Exercise instructions |
Exactly reproduce each record listed below.

<<<<

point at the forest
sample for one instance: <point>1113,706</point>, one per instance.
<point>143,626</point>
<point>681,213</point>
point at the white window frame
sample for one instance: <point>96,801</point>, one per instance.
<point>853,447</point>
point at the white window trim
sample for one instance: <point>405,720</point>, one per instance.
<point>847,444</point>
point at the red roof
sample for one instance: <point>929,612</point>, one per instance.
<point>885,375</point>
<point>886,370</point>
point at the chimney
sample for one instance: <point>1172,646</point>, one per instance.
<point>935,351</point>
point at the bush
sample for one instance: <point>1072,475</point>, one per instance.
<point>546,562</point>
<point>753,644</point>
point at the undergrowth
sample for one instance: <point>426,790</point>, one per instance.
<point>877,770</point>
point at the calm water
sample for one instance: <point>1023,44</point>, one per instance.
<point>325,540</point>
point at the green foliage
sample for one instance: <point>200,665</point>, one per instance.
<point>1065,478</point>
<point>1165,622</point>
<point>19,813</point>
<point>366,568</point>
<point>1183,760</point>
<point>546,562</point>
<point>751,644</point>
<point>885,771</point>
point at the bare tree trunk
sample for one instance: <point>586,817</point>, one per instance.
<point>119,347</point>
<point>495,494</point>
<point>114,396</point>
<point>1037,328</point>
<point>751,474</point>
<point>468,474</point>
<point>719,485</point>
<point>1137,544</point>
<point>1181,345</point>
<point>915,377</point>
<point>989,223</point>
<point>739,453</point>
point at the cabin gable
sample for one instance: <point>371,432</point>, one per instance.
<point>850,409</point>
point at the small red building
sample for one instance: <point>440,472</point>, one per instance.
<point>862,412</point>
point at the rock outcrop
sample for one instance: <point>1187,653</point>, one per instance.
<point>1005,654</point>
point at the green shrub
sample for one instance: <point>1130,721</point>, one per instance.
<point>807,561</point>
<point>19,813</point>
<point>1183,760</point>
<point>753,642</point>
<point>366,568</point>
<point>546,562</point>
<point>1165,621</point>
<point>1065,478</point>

>>>>

Exercise answer |
point at the forest
sample for one instance: <point>1113,706</point>, one per instance.
<point>143,626</point>
<point>681,213</point>
point at the white window frame
sample for one instance: <point>96,801</point>, one per instance.
<point>853,447</point>
point at the white window trim
sample for one instance: <point>405,720</point>, one per instance.
<point>847,444</point>
point at the red roof
sample for one instance: <point>929,612</point>, one per instance.
<point>885,375</point>
<point>886,370</point>
point at the chimney
sample for one instance: <point>1172,646</point>, one per instance.
<point>935,351</point>
point at the bush
sample for one instance: <point>1072,475</point>, one per instance.
<point>546,562</point>
<point>753,644</point>
point at the undergrowth
sample for one instance: <point>426,790</point>, one per instance.
<point>877,770</point>
point at the calm water
sample for one instance: <point>1023,44</point>, one per instance.
<point>325,540</point>
point at the green foliage
sample for one instance: <point>200,665</point>, one per instance.
<point>1065,478</point>
<point>1165,622</point>
<point>19,813</point>
<point>366,568</point>
<point>1183,760</point>
<point>546,562</point>
<point>751,644</point>
<point>885,771</point>
point at the bare tree trunk
sample for one instance: <point>586,817</point>, one per instance.
<point>119,347</point>
<point>495,494</point>
<point>114,396</point>
<point>1037,328</point>
<point>751,474</point>
<point>468,474</point>
<point>719,485</point>
<point>1137,544</point>
<point>1181,345</point>
<point>915,377</point>
<point>989,223</point>
<point>739,453</point>
point at the cabin gable
sample for one instance: <point>371,432</point>, one per instance.
<point>850,409</point>
point at the small red building
sample for one instance: <point>440,472</point>, one per instance.
<point>862,412</point>
point at the rock outcrop
sample for one instance: <point>1187,653</point>, one per instance.
<point>1005,654</point>
point at the green shrub
sample for one instance: <point>1130,721</point>, one per instance.
<point>807,561</point>
<point>19,813</point>
<point>1183,760</point>
<point>753,642</point>
<point>366,568</point>
<point>546,562</point>
<point>1165,621</point>
<point>1065,478</point>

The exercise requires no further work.